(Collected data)
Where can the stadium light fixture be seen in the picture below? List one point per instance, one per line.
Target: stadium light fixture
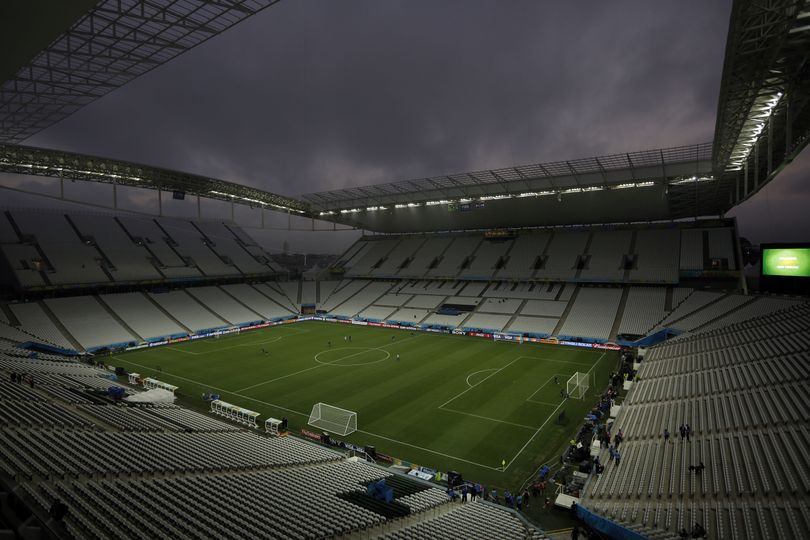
(760, 112)
(253, 201)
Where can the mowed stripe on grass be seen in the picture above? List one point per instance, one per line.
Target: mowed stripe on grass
(449, 402)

(Set problem)
Reproduce all of the lines above word for word, leaving out the pictures.

(Solution to this exercise)
Where can the stadium light fixture be seen in the picture below? List one point per instance, one per line.
Target: stadium light fixture
(760, 112)
(253, 201)
Where can the mowed stripe on grass be seen in the picture above? List one point per instance, one per line.
Target: mowed stripe on grass
(449, 402)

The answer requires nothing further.